Exercise requirements:
Would you work out how many of the lines below hold "lavender" and reply with nothing but the number?

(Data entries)

--- --- ---

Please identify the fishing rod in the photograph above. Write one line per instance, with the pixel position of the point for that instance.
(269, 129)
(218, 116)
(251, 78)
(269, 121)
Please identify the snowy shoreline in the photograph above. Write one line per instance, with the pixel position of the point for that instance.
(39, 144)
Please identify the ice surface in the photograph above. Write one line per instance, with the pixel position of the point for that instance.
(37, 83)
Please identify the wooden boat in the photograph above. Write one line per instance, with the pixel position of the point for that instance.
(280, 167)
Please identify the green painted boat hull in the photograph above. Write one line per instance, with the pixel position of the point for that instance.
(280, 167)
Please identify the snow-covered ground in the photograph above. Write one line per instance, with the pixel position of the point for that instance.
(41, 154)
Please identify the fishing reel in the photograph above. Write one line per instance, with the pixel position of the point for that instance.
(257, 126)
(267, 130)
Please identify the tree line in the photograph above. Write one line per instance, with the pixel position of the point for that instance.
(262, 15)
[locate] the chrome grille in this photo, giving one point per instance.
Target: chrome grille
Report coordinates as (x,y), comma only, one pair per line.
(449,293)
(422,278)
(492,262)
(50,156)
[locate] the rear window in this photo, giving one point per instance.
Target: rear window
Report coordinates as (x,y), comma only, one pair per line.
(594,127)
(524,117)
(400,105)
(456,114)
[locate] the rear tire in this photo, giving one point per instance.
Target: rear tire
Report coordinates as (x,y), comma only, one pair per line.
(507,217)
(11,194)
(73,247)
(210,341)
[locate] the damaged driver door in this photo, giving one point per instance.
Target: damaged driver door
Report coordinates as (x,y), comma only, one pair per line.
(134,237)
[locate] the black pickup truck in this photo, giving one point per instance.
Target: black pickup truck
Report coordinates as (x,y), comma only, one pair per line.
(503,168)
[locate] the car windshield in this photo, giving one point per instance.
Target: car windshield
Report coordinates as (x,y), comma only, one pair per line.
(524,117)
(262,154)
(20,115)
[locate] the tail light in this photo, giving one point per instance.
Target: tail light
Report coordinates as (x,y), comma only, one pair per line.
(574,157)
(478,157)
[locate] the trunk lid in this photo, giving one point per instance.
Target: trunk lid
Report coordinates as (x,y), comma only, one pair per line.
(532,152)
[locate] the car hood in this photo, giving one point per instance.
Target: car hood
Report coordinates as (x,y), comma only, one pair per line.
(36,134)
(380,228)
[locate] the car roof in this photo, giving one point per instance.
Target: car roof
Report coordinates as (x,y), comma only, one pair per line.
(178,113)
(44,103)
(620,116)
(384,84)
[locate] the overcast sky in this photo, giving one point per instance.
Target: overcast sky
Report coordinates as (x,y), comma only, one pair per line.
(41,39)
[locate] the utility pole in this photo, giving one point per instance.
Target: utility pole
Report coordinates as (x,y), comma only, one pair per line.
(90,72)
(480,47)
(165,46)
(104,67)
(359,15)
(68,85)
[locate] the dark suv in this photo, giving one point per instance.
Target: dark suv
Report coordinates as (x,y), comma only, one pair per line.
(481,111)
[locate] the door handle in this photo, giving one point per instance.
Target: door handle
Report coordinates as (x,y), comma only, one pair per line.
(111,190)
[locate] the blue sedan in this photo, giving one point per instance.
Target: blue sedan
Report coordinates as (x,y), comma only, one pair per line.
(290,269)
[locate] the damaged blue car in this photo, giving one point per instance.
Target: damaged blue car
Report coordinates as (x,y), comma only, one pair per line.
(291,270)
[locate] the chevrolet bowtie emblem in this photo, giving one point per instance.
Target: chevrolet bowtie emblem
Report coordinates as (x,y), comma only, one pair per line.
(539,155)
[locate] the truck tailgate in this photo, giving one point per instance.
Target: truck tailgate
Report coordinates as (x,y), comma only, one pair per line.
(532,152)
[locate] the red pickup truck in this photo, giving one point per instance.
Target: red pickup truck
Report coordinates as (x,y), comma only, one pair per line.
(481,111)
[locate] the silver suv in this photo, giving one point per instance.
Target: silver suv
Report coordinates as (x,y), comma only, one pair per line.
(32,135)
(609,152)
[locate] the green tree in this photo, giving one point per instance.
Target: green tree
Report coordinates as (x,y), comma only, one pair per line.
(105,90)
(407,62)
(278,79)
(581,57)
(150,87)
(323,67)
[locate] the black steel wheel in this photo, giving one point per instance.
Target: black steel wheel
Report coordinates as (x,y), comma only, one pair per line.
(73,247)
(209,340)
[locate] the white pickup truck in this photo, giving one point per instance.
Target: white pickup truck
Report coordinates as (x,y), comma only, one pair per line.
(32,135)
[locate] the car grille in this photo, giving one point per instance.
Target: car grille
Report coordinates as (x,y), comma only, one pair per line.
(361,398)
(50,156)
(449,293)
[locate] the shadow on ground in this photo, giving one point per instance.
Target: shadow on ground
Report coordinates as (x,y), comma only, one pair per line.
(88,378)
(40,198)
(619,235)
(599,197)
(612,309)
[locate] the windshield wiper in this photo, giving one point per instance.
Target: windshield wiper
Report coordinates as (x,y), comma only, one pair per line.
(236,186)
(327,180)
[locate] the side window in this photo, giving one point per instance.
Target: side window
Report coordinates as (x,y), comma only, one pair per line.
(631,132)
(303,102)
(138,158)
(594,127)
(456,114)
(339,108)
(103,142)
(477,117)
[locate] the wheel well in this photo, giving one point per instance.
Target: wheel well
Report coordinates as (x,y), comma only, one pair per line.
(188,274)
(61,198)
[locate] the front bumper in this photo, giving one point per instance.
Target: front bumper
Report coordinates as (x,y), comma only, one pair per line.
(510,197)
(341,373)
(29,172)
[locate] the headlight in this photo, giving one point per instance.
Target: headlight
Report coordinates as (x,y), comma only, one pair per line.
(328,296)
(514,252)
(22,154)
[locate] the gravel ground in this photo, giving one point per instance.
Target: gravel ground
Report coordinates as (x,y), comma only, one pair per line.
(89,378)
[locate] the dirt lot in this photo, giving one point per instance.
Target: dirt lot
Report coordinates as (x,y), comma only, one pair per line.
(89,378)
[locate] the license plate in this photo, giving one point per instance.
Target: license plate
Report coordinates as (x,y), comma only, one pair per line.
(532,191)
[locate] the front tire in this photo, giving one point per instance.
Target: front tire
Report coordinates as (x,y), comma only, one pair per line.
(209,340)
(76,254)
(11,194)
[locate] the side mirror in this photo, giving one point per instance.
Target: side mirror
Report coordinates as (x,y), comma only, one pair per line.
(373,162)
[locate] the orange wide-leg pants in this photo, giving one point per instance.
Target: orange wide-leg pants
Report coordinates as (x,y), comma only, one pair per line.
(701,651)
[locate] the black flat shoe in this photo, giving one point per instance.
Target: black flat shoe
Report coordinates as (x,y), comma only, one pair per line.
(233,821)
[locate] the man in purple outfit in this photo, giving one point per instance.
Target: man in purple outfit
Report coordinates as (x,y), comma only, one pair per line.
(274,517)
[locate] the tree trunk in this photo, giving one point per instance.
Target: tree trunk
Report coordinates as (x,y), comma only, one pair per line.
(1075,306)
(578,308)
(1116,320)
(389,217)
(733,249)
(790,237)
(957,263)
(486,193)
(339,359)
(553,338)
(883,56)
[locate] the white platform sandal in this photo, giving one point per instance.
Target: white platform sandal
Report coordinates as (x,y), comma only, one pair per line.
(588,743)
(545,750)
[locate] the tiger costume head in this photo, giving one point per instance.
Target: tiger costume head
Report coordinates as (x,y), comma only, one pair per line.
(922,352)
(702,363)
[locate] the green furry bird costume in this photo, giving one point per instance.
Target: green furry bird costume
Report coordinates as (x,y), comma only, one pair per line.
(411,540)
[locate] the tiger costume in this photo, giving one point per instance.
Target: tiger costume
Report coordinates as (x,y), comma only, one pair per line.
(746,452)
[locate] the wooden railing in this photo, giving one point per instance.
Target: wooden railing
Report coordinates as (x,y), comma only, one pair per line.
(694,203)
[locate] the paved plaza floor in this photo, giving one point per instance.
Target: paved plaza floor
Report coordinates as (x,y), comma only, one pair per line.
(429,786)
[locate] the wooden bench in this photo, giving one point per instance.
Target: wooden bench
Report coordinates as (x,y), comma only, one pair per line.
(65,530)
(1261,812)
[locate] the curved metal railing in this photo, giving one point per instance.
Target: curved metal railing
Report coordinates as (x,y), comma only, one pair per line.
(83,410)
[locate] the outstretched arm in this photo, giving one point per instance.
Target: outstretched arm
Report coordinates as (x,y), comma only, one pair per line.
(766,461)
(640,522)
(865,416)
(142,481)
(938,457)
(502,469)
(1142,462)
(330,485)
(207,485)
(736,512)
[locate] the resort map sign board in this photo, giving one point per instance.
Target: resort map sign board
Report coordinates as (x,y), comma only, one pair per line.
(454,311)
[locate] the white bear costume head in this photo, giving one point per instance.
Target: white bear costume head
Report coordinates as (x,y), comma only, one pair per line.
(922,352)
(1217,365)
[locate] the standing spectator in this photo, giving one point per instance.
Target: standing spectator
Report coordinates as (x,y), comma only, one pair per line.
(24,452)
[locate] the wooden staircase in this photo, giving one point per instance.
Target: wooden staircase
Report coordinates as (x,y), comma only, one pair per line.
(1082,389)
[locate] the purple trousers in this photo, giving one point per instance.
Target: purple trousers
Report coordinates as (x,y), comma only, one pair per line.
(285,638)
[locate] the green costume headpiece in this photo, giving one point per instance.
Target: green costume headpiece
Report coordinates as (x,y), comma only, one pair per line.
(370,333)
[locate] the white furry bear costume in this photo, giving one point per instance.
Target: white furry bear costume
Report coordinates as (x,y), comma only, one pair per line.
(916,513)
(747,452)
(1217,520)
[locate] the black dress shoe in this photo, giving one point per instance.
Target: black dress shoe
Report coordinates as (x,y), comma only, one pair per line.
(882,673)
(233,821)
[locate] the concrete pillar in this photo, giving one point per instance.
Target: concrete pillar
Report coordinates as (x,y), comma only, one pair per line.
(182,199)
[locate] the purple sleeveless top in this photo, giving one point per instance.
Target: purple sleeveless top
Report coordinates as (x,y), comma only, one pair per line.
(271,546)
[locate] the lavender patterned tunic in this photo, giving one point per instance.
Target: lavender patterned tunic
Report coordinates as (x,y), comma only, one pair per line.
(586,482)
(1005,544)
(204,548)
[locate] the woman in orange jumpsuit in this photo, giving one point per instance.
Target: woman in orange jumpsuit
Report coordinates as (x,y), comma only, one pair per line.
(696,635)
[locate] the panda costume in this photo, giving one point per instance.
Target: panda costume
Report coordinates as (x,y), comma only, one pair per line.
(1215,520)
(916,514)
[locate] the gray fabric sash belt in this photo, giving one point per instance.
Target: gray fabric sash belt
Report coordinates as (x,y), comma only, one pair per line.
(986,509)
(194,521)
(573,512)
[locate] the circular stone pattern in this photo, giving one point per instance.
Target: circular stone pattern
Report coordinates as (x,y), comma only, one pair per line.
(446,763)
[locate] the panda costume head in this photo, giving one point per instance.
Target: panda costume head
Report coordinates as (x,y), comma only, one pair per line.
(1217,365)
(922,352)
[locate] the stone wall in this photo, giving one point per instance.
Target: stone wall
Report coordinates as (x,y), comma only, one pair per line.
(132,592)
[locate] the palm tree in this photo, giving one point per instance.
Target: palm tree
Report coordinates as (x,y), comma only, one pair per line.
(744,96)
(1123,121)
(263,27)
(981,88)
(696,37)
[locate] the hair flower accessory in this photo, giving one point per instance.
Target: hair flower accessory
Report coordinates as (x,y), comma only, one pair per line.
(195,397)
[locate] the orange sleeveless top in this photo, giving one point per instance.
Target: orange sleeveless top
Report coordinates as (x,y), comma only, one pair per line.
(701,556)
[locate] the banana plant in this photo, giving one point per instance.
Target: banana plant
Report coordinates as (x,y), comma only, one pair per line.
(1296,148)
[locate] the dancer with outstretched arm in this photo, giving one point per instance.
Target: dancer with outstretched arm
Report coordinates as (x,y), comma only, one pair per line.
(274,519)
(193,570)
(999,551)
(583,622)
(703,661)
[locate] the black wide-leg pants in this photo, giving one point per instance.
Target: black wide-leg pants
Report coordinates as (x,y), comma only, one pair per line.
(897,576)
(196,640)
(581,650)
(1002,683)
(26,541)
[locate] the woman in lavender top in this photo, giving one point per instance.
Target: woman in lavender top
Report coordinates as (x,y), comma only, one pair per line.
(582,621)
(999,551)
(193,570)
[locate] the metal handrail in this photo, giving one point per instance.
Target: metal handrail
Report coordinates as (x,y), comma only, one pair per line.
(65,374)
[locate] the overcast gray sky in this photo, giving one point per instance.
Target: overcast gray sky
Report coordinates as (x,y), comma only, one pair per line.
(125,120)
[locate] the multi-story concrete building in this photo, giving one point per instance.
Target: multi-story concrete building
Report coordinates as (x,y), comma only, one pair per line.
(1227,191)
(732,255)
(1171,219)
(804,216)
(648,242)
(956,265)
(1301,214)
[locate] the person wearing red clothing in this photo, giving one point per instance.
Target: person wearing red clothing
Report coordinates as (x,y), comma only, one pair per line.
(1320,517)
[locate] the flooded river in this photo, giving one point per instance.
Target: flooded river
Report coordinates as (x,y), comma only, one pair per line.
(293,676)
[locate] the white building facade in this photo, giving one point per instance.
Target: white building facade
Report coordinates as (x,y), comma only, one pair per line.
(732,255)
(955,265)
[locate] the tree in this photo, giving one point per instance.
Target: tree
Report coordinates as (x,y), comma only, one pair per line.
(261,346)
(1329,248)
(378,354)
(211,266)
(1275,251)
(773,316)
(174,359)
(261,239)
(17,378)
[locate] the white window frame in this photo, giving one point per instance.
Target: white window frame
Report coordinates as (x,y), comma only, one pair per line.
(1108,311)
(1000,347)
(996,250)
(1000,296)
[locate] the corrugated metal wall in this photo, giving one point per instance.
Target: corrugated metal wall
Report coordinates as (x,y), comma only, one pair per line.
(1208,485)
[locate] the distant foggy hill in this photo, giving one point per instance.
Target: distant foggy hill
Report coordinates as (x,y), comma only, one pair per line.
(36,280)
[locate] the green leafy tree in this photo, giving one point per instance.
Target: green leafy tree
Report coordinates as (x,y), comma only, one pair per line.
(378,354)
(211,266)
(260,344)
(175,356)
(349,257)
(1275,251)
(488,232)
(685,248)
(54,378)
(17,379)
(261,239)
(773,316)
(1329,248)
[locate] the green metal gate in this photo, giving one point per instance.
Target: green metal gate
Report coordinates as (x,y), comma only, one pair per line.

--- --- ---

Answer box:
4